[Stored data entries]
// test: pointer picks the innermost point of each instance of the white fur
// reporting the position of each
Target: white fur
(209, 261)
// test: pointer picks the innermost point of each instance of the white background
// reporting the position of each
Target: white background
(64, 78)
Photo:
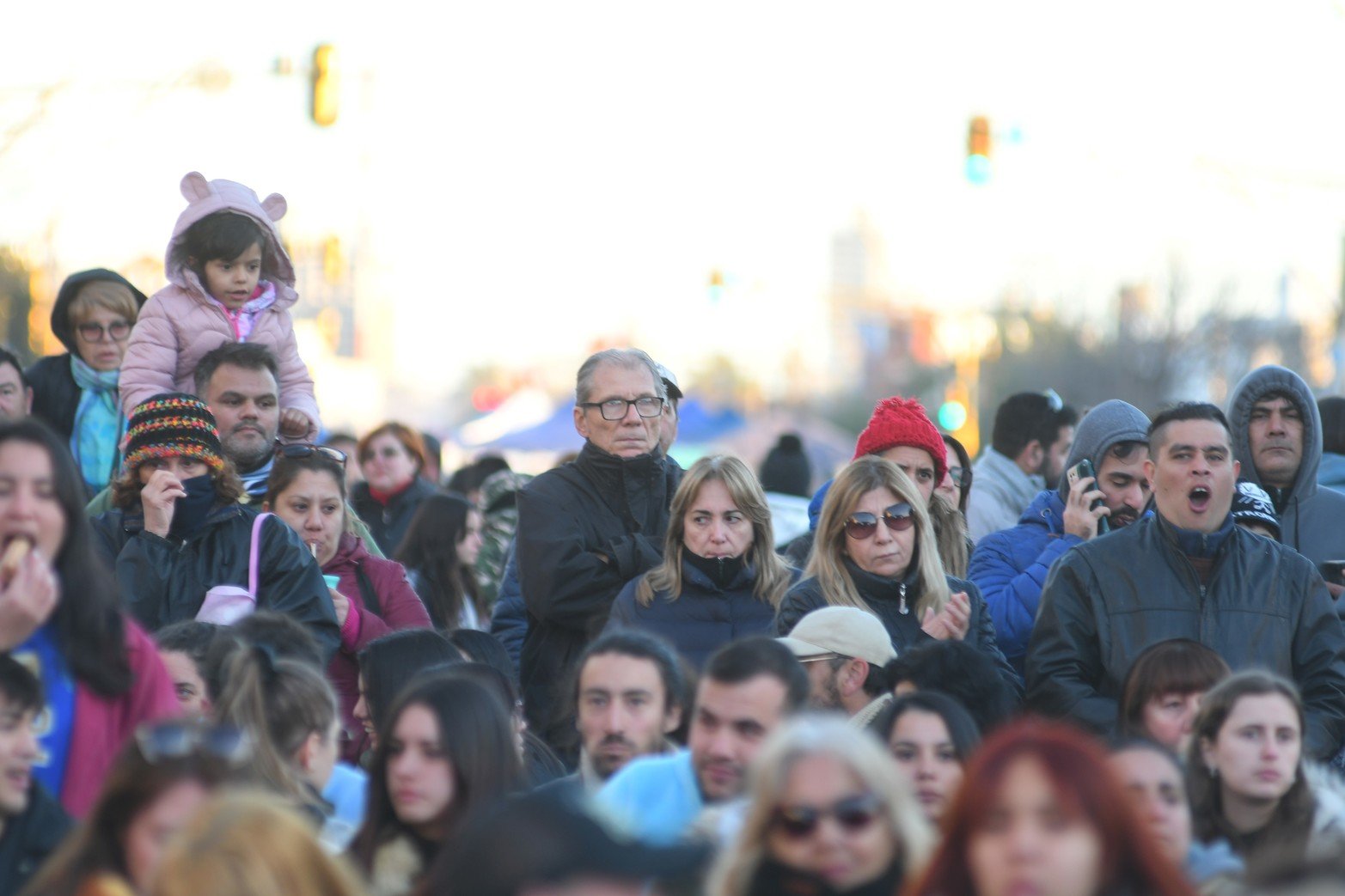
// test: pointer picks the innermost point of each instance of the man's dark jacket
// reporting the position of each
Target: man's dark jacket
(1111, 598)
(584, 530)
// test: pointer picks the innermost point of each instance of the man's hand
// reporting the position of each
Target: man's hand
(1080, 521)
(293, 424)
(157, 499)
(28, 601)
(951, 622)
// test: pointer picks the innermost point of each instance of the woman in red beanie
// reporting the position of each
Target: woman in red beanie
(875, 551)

_WHAT THIS TASK INVOLVES_.
All of the data above is to be repeated exactly, with the pictures left out.

_TASK ANSWER_.
// test: pointer picks the innermost point of each instance of the white fur
// reporting the position of each
Target: white fur
(209, 261)
// test: pointer picks the innermost point of each instance of the white background
// reporting the position of each
Target: white background
(64, 78)
Photo:
// test: pointer picks the innermost point of each instance of the man's dark jacket
// reporting the position of each
Target: man's dark jacket
(1111, 598)
(584, 530)
// test: pointer picks the innermost point of each instance of the man's hand
// reporting the position of each
Target: man's hand
(1080, 521)
(293, 424)
(157, 499)
(28, 601)
(951, 622)
// test: pointer picks the innermost point of each instance of the woman in red beanie
// reporting the position of each
Target: woman in red beanie
(875, 551)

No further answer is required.